Exercices à réaliser:
a) Selon la notice sur Richard Guino, quelle école Guino fréquente-t-il après son installation à Barcelone en 1906 ?
b) Poursuivez la notice sur Richard Guino après son dernier point, sous la même forme de liste à puces.

Texte extrait:
_ _ _ _
Merci infiniment à Francesc Fontbana qui, intrigué de découvrir qu’un certain Guino avait été reconnu coauteur des sculptures « de » Renoir, fit le rapprochement avec le jeune sculpteur parti de Gérone en 1910… Il se rendit à Paris pour rencontrer le vieil artiste au soir de sa vie, permettant à ses compatriotes catalans de le redécouvrir – l’entretien et les photographies qu’il a réalisés en 1972 sont des témoignages émouvants et précieux (voir Bibliographie).

Merci tout particulièrement à Emmanuelle Héran, commissaire de l’exposition Renoir au XXe siècle (Galeries nationales du Grand Palais, Paris, 2009), qui a porté un éclairage scientifique inédit sur la collaboration de Renoir et Guino et donné toute leur place aux sculptures qui en sont issues, dans un passionnant dialogue avec les œuvres de leur temps (voir Expositions).

Merci chaleureusement à Julie Gandini et Élodie Mercier qui ont étudié, sous la direction de Catherine Chevillot, le fonds d’atelier de Richard Guino – sculptures, céramiques, œuvres décoratives et œuvres graphiques, archives – livrant ainsi les premiers travaux universitaires embrassant l’ensemble de l’œuvre personnel de l’artiste (2010-2012).

Dans l’attente de la publication du catalogue raisonné qui fera droit à la variété et à l’étendue des œuvres de Guino, comme à celles issues de ses prestigieuses collaborations, cette ébauche de biographie est une synthèse qui doit beaucoup à l’ensemble de ces recherches (voir Catalogue raisonné).

1890
1913

UNE JEUNE PERSONNALITÉ ARTISTIQUE PUISSANTE

  • Un sculpteur précoce, formé à la taille dans l’atelier d’ébénisterie de son père – L’école des arts de Gérone – Vitalité des échanges artistiques en Catalogne
  • Guino s’installe à Barcelone en 1906 pour suivre l’enseignement de La Llotja, l’école des Beaux-Arts de la capitale artistique espagnole, et celui du sculpteur Eusebi Arnau, dont l’atelier regorge de commandes pour l’architecture – À cette époque s’opère une transformation de la sensibilité, qui évolue en Catalogne du « modernismo » au « noucentismo », retour à la synthèse formelle gréco-méditerranéenne dont Maillol est l’un des acteurs
  • Premières expositions de sculptures et dessins – Articles de presse catalans et jeune renommée
  • Maillol (1861-1944) découvre le travail du jeune sculpteur et lui propose de devenir son assistant – Guino, âgé de vingt ans à peine, part définitivement pour Paris en 1910
  • Guino travaille aux côtés de Maillol pour la création des nus monumentaux des Saisons, commande du collectionneur russe Morozov – Le témoignage du comte Kessler, collectionneur et mécène, observateur de la vie artistique de son temps
  • Participation au chantier du Théâtre des Champs-Élysées : Guino réalise, à partir d’un projet de Maurice Denis, les deux hauts-reliefs qui ornent le cadre de scène – Il croque Isadora Duncan sur le vif, une série d’encres qui restituent en quelques traits les arabesques graphiques de la danseuse
  • Fréquentation de l’Académie Ranson pour travailler d’après modèle vivant – Guino dessinateur intense, la série de nus néo-renaissants sur parchemin
  • Participations aux salons parisiens et expositions de dessins, bas-reliefs et sculptures – L’attention des collectionneurs et marchands, Kessler, Morozov, Vollard… 
  • Guino crée la première grande figure signée de son nom, Vendangeuse, dont Vollard finance la fonte en bronze, réalisée par le fondeur Florentin Godard (1913)
_ _ _ _
Lignes enregistrées:
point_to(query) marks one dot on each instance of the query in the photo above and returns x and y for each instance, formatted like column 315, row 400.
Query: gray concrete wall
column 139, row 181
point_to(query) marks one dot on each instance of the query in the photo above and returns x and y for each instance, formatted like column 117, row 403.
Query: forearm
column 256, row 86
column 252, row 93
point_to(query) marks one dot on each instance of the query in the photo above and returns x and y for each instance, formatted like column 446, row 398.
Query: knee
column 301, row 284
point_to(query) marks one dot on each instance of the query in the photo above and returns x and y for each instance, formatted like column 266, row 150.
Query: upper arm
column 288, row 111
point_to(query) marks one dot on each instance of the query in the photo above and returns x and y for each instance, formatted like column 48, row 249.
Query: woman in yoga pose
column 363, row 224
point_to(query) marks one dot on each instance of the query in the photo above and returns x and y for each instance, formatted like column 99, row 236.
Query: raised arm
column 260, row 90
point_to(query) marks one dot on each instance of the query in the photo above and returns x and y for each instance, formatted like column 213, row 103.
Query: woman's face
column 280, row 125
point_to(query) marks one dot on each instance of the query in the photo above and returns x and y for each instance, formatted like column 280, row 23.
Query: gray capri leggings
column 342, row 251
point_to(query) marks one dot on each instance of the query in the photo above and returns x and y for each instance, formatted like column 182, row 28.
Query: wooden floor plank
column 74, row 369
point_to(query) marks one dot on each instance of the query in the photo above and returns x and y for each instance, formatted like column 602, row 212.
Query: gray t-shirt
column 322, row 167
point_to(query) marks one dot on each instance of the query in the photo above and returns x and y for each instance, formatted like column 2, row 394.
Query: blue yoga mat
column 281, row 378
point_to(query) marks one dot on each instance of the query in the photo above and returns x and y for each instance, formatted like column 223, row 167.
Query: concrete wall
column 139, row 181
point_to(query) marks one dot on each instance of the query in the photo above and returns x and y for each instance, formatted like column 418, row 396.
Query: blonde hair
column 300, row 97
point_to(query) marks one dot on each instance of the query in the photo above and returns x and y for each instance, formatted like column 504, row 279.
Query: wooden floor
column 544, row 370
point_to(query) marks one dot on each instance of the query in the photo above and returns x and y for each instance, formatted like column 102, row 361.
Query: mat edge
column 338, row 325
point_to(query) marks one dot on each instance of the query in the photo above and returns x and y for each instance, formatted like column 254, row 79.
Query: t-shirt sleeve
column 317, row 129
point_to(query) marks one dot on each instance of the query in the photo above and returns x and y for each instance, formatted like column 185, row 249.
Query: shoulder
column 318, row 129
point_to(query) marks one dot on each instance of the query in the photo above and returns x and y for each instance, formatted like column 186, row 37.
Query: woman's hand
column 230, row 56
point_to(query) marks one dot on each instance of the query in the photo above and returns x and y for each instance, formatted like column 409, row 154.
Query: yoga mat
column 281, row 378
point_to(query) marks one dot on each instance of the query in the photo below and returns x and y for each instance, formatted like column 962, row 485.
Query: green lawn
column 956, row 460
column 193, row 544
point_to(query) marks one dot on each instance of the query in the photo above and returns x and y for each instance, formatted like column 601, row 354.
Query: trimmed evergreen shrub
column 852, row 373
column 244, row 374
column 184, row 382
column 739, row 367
_ _ _ _
Réponses aux exercices:
a) La Llotja, l'école des Beaux-Arts de Barcelone.

b)
  • Ses thèmes d’inspiration puisent dans une iconographie classique vivifiée par un style épuré et une grande variété de recherches techniques et formelles, qui participent pleinement au renouveau de la sculpture moderne : figuration synthétique et méditerranéenne nourrie de l’idéal antique d’équilibre, abandon de la hiérarchie entre disciplines artistiques, usage de la taille (bois et marbre), pratique de la céramique, exploration de la polychromie…

1913
1918

CRÉER LA SCULPTURE "DE RENOIR" ?

  • Une passion partagée pour la sculpture – Le lien opéré par Maillol avec Renoir
  • Le projet de Vollard et le marché proposé au vieux peintre comme au jeune sculpteur – L’improbable et fructueuse collaboration de Renoir et de Guino, qui crée des œuvres majeures avec Renoir, pour le compte de Vollard, tout en poursuivant son œuvre personnelle – Le travail et l’amitié avec le fondeur Florentin Godard
  • Dans l’intimité de la famille du maître à Essoyes et Cagnes-sur-Mer, Guino dessine et modèle des portraits de Renoir et de ses proches, avec lesquels se nouent des liens d’amitié et se développe une pratique partagée de la céramique
  • Évolution du modus operandi des deux artistes dans la création des sculptures – L’implication artistique et technique de Guino, sa liberté créatrice, la distance bienveillante et grandissante de Renoir – L’ambiguïté de Vollard vis-à-vis du peintre et du sculpteur (correspondance et témoignages)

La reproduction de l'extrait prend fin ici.